(Rows of box annotation data)
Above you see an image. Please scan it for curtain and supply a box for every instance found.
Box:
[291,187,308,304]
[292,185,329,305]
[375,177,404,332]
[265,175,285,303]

* [Description of the task] Update the rows above by replacing "curtain" with "window" and keeping everything else the same.

* [Written answer]
Above you see an image. Please scan it for window and supply a box for every instance found.
Box:
[291,187,308,304]
[292,185,329,305]
[375,177,404,332]
[265,175,285,303]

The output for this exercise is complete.